A man had to get both his legs amputated after developing sepsis from a dog bite.
Mark Day, 62, developed sepsis after he was “nipped” by his American Akita on the day of the funeral of his brother-in-law, who died after a bite from the same dog.
Three days after the bite Mr Day suffered cardiac arrest and multiple organ failure and had to be resuscitated twice after he was admitted to hospital.
Mr Day, an ex-builder from Colchester in Essex, was diagnosed with a bacterial pathogen – capnocytophaga canimorsus – that doctors said was caused by a dog bite.
His dog, Ted, was put down on the same day on doctors' orders.
The infected dog had weeks earlier bitten Mr Day's brother-in-law Barry Harris, 46, who developed sepsis and died from a cardiac arrest.
Mr Harris had bought the two-year-old dog – described as a “giant teddy bear” – from a Facebook seller in London last May.
The seller said Ted was well trained but Mr Harris later found that the dog did not respond when called by name, his family said.

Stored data
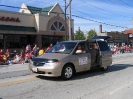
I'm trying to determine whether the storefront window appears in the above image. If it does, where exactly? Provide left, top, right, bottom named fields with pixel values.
left=51, top=21, right=65, bottom=31
left=42, top=36, right=63, bottom=47
left=5, top=35, right=35, bottom=48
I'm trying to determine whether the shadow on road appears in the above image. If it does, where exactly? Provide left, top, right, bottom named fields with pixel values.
left=37, top=64, right=133, bottom=81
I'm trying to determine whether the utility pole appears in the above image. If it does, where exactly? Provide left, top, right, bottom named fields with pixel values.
left=64, top=0, right=67, bottom=41
left=68, top=0, right=72, bottom=40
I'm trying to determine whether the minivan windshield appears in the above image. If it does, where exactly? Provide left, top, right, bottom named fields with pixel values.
left=46, top=42, right=77, bottom=54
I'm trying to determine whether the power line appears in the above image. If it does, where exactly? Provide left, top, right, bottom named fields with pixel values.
left=108, top=0, right=131, bottom=11
left=80, top=0, right=131, bottom=18
left=0, top=5, right=130, bottom=28
left=72, top=8, right=128, bottom=27
left=72, top=15, right=127, bottom=28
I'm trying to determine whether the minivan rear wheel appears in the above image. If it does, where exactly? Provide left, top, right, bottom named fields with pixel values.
left=61, top=64, right=74, bottom=80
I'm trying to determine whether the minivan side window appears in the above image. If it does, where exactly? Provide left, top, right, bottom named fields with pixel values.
left=97, top=41, right=110, bottom=51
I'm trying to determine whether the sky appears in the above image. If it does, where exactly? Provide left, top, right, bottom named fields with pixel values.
left=0, top=0, right=133, bottom=33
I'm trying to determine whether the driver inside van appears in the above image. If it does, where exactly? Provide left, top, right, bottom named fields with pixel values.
left=76, top=45, right=86, bottom=53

- What to do: Transcribe the part of the news report about the dog-bite amputation that runs between "The infected dog" and "his family said.", inclusive. The items are separate material and have no connection to the news report.

- Solution for this task:
The infected dog had weeks earlier bitten Mr Day's brother-in-law Barry Harris, 46, who developed sepsis and died from a cardiac arrest.
Mr Harris had bought the two-year-old dog – described as a “giant teddy bear” – from a Facebook seller in London last May.
The seller said Ted was well trained but Mr Harris later found that the dog did not respond when called by name, his family said.